Reading passage =
Instagram’s ad business has not yet totally clicked with direct-response advertisers, based on interviews with several agency execs.

There are natural growing pains, like convincing marketers who are very comfortable spending their money on Google’s search ads and Facebook’s ads to try something new. Then there are the perception problems spurred by the look-heavy, link-light app catering to brand advertisers since debuting its first ads in October 2013. And the need to bridge the mobile gap for an advertiser segment still accustomed to a desktop world. And finally the looming shadow of Facebook’s dominant direct-response business.

“Facebook is outperforming Instagram to such a degree that it would be difficult to rationalize — if you had $1, you’d put that dollar in Facebook,” said Jeanne Bright, VP and group director for paid social at DigitasLBi.

Not only do Facebook’s direct-response ads generate 10 times more clicks to brands’ sites than Instagram’s, but each click on Facebook costs one-fifth of the price on Instagram, according to Bright.

“In our experience the appetite is still for Facebook,” said Gila Wilensky, search and biddable director at GroupM-owned media agency Essence. “There’s still a ton of opportunity on Facebook direct for DR campaigns, and we haven’t really even fully exhausted that inventory. So our clients are typically focused on maximizing Facebook [owned-and-operated inventory], and interested in testing into Instagram for DR but less focused on really investing in Instagram as a standalone property.”

It’s way too early to count Instagram out. Advertisers certainly aren’t. Nanigans, an automated ad-buying firm that services primarily direct-response advertisers, has seen the share of its clients that have bought Instagram’s direct-response ads increase from 31% in October 2015 to 54% in April 2016. But most direct-response advertisers still appear to be probing Instagram to learn if it can prove itself. In one way — which may echo Facebook’s history — it has.

“The best edge for Instagram right now is mobile app downloads. That’s where we’ve seen the best success, really the only success,” said Wilensky.

“We’re pleased with the performance we’re driving,” said Instagram’s global head of business and brand development James Quarles. “We’ve measured a series of direct-response campaigns. About 70% of them were able to generate statistically significant lift for online conversions and mobile app installs.”

But Quarles acknowledged that Instagram still has work to do. For example, Instagram still grapples with its image as being an artsy app that’s best suited for creative brand campaigns, a brand advertising bastion a la billboards and television — neither of which are popular among direct-response advertisers.

“This perception that Instagram is only a place for latte art and yoga mats and sunsets is dated,” said Quarles. Yet it plays a role in why direct-response advertisers are dipping a toe in the water and not yet diving in.

Instagram “can definitely play in the direct-response space. It can definitely drive performance-based goals. And it does have a role to play across that journey. However it’s sweet spot today is definitely in the awareness and engagement phases,” said Mediavest | Spark senior VP and digital director Jason Dailey. He added that Instagram’s slideshow-like carousel ads that can attract someone’s attention then build their interest over a few photos or videos to the point of clicking on a link perform “relatively higher” than Instagram’s single-photo or -video formats that contain a link.

Written request 1 = Write out, word for word, the part of the article on Instagram ads starting with "Instagram’s ad business" and going on through "social at DigitasLBi.".
Written request 2 =
Does the article on Instagram ads support each statement below? Reply yes or no and quote the words that settle it.
(a) Instagram's first ads appeared in October 2013.
(b) A click on Facebook costs five times as much as a click on Instagram.
(c) By April 2016, 54% of Nanigans' clients had bought Instagram's direct-response ads.
Written request 3 =
Answer these from the article on Instagram ads:
(a) Where does Jeanne Bright work?
(b) What does Wilensky call Instagram's best edge right now?
(c) According to Quarles, about what share of the measured direct-response campaigns generated statistically significant lift?
Rely only on the article on Instagram ads, not on anything you already know.

Material =
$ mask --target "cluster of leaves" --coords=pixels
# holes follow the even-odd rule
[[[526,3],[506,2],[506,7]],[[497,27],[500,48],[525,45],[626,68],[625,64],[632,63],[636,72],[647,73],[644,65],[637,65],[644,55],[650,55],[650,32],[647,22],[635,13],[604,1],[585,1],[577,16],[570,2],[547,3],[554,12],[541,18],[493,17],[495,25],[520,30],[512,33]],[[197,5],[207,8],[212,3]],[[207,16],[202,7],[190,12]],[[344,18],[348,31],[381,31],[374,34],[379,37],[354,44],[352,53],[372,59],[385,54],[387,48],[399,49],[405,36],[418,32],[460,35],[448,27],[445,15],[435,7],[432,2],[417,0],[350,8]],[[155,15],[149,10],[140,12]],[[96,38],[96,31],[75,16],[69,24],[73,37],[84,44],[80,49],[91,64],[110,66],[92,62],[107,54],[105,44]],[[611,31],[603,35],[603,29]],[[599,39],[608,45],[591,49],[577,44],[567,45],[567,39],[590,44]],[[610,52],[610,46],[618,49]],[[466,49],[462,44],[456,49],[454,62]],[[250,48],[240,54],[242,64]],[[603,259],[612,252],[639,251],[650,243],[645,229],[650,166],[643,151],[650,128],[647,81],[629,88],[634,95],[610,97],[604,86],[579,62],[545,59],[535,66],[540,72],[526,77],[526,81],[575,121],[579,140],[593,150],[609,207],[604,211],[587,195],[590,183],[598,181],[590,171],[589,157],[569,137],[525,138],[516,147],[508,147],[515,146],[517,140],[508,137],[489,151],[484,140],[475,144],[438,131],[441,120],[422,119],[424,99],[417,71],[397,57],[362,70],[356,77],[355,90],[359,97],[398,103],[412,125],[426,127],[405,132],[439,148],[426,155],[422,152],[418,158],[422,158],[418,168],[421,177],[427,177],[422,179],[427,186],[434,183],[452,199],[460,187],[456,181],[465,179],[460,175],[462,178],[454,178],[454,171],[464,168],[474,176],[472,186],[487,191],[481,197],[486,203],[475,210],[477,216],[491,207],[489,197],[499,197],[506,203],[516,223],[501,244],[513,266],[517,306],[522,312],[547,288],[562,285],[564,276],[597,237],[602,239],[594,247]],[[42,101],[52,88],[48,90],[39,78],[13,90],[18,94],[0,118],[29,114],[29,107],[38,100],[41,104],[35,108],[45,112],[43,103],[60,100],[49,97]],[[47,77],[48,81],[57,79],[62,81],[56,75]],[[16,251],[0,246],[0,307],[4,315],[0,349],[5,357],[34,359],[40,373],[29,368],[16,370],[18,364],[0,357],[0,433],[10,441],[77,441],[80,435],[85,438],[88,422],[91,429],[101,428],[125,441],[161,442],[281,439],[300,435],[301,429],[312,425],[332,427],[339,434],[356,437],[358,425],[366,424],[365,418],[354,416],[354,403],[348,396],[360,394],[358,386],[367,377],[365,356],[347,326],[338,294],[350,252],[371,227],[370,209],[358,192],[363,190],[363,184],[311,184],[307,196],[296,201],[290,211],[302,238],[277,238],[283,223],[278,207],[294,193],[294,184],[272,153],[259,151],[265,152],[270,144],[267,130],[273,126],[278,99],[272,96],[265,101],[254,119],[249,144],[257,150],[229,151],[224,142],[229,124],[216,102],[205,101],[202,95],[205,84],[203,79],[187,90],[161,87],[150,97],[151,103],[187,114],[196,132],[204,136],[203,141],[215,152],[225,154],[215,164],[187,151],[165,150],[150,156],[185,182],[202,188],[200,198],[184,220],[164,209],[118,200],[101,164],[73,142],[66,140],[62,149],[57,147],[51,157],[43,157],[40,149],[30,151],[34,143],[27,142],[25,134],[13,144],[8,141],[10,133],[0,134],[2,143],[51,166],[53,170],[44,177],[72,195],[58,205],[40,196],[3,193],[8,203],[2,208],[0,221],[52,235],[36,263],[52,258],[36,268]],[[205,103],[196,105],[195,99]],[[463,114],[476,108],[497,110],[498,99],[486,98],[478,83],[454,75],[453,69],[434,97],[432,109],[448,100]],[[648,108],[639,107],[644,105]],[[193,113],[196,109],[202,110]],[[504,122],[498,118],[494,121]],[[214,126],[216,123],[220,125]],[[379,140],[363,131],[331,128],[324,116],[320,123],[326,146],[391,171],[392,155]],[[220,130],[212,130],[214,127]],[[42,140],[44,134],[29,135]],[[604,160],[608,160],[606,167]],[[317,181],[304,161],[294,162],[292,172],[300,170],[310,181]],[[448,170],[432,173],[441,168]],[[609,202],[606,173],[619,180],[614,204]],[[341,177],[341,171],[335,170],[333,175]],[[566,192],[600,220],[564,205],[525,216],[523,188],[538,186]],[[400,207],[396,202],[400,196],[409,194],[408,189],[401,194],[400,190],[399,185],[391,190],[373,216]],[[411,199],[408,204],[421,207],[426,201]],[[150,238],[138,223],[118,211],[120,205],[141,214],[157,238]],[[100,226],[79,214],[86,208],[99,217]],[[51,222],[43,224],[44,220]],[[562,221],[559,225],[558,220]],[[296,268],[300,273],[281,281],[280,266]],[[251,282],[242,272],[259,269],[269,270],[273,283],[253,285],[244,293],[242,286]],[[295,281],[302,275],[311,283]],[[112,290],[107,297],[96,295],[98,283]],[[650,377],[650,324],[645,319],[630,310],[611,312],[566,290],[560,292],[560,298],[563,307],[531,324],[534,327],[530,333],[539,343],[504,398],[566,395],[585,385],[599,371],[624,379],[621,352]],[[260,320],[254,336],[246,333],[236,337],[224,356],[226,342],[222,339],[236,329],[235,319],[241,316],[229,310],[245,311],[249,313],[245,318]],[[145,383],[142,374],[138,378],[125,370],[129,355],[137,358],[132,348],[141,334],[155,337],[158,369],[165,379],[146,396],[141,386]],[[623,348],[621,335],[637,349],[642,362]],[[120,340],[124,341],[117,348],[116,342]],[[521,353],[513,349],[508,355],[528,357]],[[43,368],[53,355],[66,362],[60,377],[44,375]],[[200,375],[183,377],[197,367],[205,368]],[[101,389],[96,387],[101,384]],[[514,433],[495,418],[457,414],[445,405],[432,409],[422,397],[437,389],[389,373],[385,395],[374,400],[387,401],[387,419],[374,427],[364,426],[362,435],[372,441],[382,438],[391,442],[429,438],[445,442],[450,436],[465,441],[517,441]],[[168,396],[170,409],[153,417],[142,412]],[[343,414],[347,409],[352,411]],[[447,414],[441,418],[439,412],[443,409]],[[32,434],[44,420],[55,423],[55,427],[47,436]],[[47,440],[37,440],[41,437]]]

Right answer 1 =
Instagram’s ad business has not yet totally clicked with direct-response advertisers, based on interviews with several agency execs.

There are natural growing pains, like convincing marketers who are very comfortable spending their money on Google’s search ads and Facebook’s ads to try something new. Then there are the perception problems spurred by the look-heavy, link-light app catering to brand advertisers since debuting its first ads in October 2013. And the need to bridge the mobile gap for an advertiser segment still accustomed to a desktop world. And finally the looming shadow of Facebook’s dominant direct-response business.

“Facebook is outperforming Instagram to such a degree that it would be difficult to rationalize — if you had $1, you’d put that dollar in Facebook,” said Jeanne Bright, VP and group director for paid social at DigitasLBi.

Right answer 2 =
(a) Yes: "since debuting its first ads in October 2013"
(b) No: "each click on Facebook costs one-fifth of the price on Instagram"
(c) Yes: "increase from 31% in October 2015 to 54% in April 2016"

Right answer 3 =
(a) DigitasLBi
(b) Mobile app downloads
(c) About 70%